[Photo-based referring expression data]

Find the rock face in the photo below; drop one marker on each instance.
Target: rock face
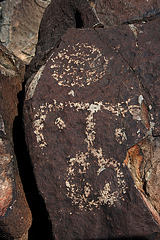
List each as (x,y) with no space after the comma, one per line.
(117,12)
(94,99)
(19,24)
(15,216)
(58,17)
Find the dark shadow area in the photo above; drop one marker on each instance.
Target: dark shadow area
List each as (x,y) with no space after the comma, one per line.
(121,238)
(41,226)
(79,21)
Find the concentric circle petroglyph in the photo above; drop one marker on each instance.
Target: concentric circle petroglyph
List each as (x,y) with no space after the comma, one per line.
(86,194)
(79,64)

WHAT TO PRODUCE = The expected result is every record above, word for word, with no pictures in it.

RESULT =
Find the rock face in the photo below; drop one marker on each instance.
Target: rock face
List each as (x,y) with no space after the comma, one per line.
(117,12)
(94,99)
(19,24)
(15,216)
(58,17)
Find the dark shadow area in the photo above; drop one marker on each instance.
Target: dark shadow area
List each as (x,y) with no space after the comma, one per line.
(121,238)
(41,226)
(79,21)
Find the concentric circle petroglyph in the photo above; drop one marker on each instance.
Target: concentric circle petroglyph
List each as (x,y) with no space after the comma, one per line.
(86,194)
(79,64)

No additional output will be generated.